── Passage to read
In Jenin, Seven Shattered Dreams
Sabagh skulked from hideout to hideout, once living in a concrete culvert for weeks, once spending days in a hole in the rubble of his parents' house, which had been destroyed during the battle of Jenin, his father said.
In the second week of November 2002, Sabagh's wife -- whom he had seen only sporadically since their marriage -- gave birth to a son. Through friends, he dispatched secret messages to his wife to set up clandestine meetings. Over the next two weeks, Sabagh stole two brief visits with his wife and baby, according to his father.
At about 11:20 p.m. on Nov. 26, 2002, Israeli aircraft fired a missile into a house on the southwestern side of the Jenin refugee camp. Sabagh was hiding inside with the local leader of Islamic Jihad. His wife and son were not with him. In the photograph on the posters pasted on walls across Jenin the next day, Sabagh cradles not a gun, but the infant son he saw twice.
────
── Provided material
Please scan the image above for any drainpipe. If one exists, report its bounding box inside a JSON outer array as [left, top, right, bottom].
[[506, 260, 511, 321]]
────
- _Exercise task_:
Retype the portion of the Jenin article that opens with the words containing "In Jenin, Seven" and closes with "to his father.", keeping every word and punctuation mark unchanged. The data here was drawn from a separate source.

- _Task answer_:
In Jenin, Seven Shattered Dreams
Sabagh skulked from hideout to hideout, once living in a concrete culvert for weeks, once spending days in a hole in the rubble of his parents' house, which had been destroyed during the battle of Jenin, his father said.
In the second week of November 2002, Sabagh's wife -- whom he had seen only sporadically since their marriage -- gave birth to a son. Through friends, he dispatched secret messages to his wife to set up clandestine meetings. Over the next two weeks, Sabagh stole two brief visits with his wife and baby, according to his father.